#### What is being asked:
Render every entry verbatim.

============

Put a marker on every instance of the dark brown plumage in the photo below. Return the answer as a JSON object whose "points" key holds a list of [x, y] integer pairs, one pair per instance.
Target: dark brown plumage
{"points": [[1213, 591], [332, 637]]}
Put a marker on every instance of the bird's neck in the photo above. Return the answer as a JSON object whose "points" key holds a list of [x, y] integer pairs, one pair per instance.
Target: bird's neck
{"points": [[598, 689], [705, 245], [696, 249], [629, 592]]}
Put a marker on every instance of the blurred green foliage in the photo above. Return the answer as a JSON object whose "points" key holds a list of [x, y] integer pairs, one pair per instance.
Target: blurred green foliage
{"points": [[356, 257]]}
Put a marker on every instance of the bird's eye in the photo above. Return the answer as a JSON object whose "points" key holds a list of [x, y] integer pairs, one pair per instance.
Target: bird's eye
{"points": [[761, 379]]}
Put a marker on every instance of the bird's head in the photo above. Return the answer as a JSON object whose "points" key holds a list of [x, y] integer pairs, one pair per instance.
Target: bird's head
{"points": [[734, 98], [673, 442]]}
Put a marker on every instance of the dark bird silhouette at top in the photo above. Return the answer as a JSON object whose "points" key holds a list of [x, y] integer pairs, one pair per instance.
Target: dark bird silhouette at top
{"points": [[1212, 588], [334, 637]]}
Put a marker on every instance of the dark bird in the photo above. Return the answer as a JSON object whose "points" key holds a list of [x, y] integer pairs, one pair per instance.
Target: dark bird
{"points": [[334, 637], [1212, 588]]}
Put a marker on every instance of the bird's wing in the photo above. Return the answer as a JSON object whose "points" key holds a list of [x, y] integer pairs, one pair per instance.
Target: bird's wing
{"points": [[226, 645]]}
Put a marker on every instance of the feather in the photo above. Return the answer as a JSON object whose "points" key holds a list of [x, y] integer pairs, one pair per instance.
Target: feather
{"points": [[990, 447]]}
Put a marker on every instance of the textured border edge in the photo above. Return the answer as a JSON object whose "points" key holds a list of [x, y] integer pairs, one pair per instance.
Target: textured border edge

============

#### Solution to the exercise:
Put a marker on every instance of the dark brown plumage in the photo below. Return the answer as a JSON object whose "points" key holds a list of [x, y] integer pairs, one pair per instance.
Target: dark brown plumage
{"points": [[1213, 591], [332, 637]]}
Put a marker on every instance of the bird's neck in the photo above. Return the answer as a JSON object whose "points" key holds a list of [x, y] integer pairs, one pair per instance.
Target: bird's neck
{"points": [[598, 689], [705, 245], [696, 249], [629, 592]]}
Put a marker on every instance of the blurred green foliage in the photo above. Return the answer as a JSON object whose "points" key holds a list of [x, y] integer pairs, one pair per instance.
Target: blurred green foliage
{"points": [[356, 257]]}
Put a marker on every instance of the bird's eye in the photo above. Return the answer as a JSON object whose "points" key holds a list of [x, y] integer pairs, one pair per instance.
Target: bird's eye
{"points": [[761, 379]]}
Put a marker on every instance of the bird's head in the photo above. Return the answer as a JSON object whose "points" key holds a list of [x, y] integer pairs, one pair per instance.
Target: bird's head
{"points": [[734, 98], [673, 442]]}
Put a marker on every instance of the dark bird silhouette at top in the photo above. Return the answer as a JSON object whose "points" key holds a list of [x, y] integer pairs, one pair per instance.
Target: dark bird silhouette at top
{"points": [[1212, 588], [334, 637]]}
Put a marker on every instance of the dark bird in the photo above. Return the answer as a JSON object whose "points" key holds a list of [x, y] integer pairs, one pair per instance.
Target: dark bird
{"points": [[334, 637], [1212, 588]]}
Put a marker on every instance of the bird's wing in the photo above. Return the answer as a JSON object whose "points" key holds a list of [x, y] integer pairs, one pair per instance.
Target: bird's wing
{"points": [[226, 645]]}
Put a marker on every instance of the feather in the photo above. Return the answer as a JSON object whose "points" key holds a list of [x, y] integer pairs, one pair per instance.
Target: feather
{"points": [[990, 447]]}
Put a marker on every instance of the textured border edge in the photo above. Return the answer as a JSON object whose "points" key holds a list of [x, y] integer pairs, one pair per instance.
Target: textured border edge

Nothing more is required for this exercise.